(Data listing)
****
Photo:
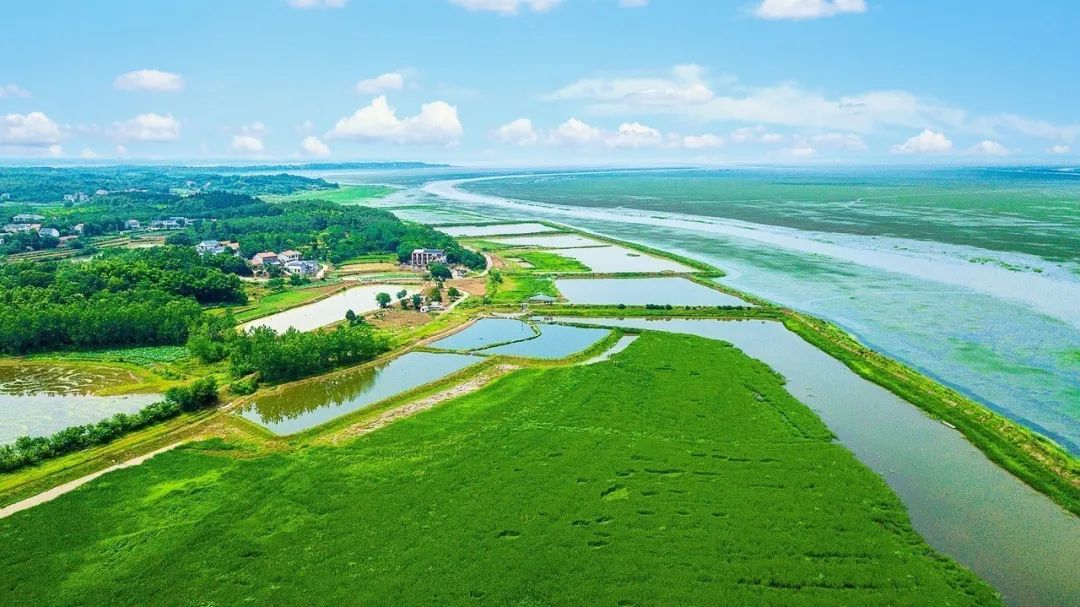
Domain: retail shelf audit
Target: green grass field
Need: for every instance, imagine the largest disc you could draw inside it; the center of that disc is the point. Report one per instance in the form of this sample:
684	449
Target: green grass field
632	482
345	194
544	261
520	285
283	300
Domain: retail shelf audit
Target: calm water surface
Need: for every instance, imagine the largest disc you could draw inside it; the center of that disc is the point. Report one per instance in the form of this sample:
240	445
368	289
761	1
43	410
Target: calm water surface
300	406
639	292
963	504
40	399
486	333
333	309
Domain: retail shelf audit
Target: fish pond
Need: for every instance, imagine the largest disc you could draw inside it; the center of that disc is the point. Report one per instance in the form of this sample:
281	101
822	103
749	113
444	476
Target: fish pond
662	291
38	399
512	337
495	229
962	503
486	333
300	406
554	341
552	241
333	309
606	259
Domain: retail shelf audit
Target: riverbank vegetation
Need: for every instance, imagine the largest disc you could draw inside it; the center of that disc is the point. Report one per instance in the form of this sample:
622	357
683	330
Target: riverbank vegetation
596	463
137	297
30	450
****
Rewrite the entire listing above, replacing each occurrence of "retail shelf audit" with "store shelf audit" and keeping every other line unchanged. Omit the pictures from your output.

**RESPONSE BELOW**
Photo:
Domain: store shelf audit
Target: green grass field
Need: for every instance, imagine the largest disc you could draw inside it; the center of that disc is the point. Report one per instance in the form of this sample:
684	449
Target: green grass field
632	482
345	194
544	261
520	285
283	300
Domain: store shelf audit
Target: calm water surface
Need: for every instance, imagine the largest disc you could draw inside it; the center of that disc is the point. Report one per instance in the form of this sample:
240	445
368	289
761	1
43	410
Target: calm water surface
300	406
639	292
963	504
40	399
486	333
333	309
Domain: store shelf audit
Target: fish pond
Need: for every instance, imagine the largest disc you could draw inside it; the center of that disc is the point. Report one per instance in the form of this sample:
281	101
822	103
749	113
444	476
Target: fish pond
662	291
38	399
512	337
495	229
962	503
486	333
300	406
554	341
552	241
333	309
606	259
Domain: store shelf audit
Target: riverbank vegetation
Need: for every instance, imagine the largest disc you could draw inside it; the center of that disc is the point. Report one per instance in the form of this sample:
622	357
683	330
Target: riverbank vegetation
596	463
137	297
30	450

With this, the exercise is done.